_REQUESTS_
A) Translate this sentence from the Bing article into Spanish: "Microsoft defended the Smart Motion Previews technology."
B) Carry the Bing article forward from its final sentence.

_PASSAGE SHOWN_
# # #
Microsoft Adds Another Porn Filter to Bing
June 7th, 2009
Microsoft has added an additional filter to its Bing search engine to help block what some have called an unexpected portal to porn.
Microsoft said it has filtered out explicit content by default since Bing launched earlier this week. Bing also added a voice service, 800-BING-411, as well as a mobile site and a redesign of its Farecast service, now known as Bing Travel.
Some, however, have complained that users who explicitly request a Bing search that includes adult content will receive videos with explicit content without needing to leave the Bing site itself. One of Bing’s features, called Smart Motion Previews, creates a 30-second “trailer” of the content on the Bing site itself, offering up a snippet of the movie to the user.
Microsoft defended the Smart Motion Previews technology.
“What’s cool about the technology is that it helps you decide if it is a video you want to go watch,” Mike Nichols, Bing’s general manager, wrote in a blog post. “This makes it easier to sort through the clutter of all those results and help you get to what you are looking for. And as a publisher, when people leave Bing for your site (and require bandwidth on your servers) it tends to be higher quality traffic because folks are sure of what they wanted to watch. Plus, we think it’s pretty cool.”
# # #
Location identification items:
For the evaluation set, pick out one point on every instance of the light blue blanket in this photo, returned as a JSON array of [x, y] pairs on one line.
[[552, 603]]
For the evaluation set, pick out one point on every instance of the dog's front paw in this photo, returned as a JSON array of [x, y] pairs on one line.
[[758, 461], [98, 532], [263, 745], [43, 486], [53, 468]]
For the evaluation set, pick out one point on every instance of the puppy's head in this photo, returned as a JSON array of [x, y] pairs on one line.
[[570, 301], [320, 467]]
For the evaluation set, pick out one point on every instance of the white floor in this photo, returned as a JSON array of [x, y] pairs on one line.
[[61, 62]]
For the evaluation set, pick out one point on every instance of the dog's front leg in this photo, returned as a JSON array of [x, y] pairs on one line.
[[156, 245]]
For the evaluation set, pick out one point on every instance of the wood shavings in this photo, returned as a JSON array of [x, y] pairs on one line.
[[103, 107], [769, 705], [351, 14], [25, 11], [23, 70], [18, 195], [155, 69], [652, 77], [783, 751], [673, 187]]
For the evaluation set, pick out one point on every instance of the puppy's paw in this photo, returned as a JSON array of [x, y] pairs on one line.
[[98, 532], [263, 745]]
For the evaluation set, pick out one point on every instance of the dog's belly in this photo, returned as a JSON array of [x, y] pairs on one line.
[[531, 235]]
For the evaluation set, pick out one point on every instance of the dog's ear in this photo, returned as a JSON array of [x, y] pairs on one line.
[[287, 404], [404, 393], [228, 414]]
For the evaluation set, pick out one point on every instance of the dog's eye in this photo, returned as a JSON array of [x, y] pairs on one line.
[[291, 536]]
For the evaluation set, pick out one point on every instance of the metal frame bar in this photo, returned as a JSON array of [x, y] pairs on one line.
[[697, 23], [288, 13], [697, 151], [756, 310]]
# # #
_TASK RESULTS_
A) Microsoft defendió la tecnología Smart Motion Previews.

B)
However, Nichols said that Microsoft is adding an additional layer of protection. “So for right now, we wanted to let people know that you can add “adlt=strict” to the end of a query and no matter what the settings are for that session, it will return results as if safe search was set to strict,” Nichols wrote. “The query would look like this: /videos/search?q=adulttermgoeshere&adlt=strict (yes it is case sensitive).”
The additional filter is designed to let current firewall and parental-control programs filter out searches that could return adult content, and to filter results at the network level. In the next couple of months Microsoft plans to formalize the process for the company’s partners, Nichols added.
“We think our current search safety settings are solid but at Microsoft we are always working on pushing this stuff farther,” Nichols wrote. “We also are listening to customers, and some have told us they want more control and they want it now.”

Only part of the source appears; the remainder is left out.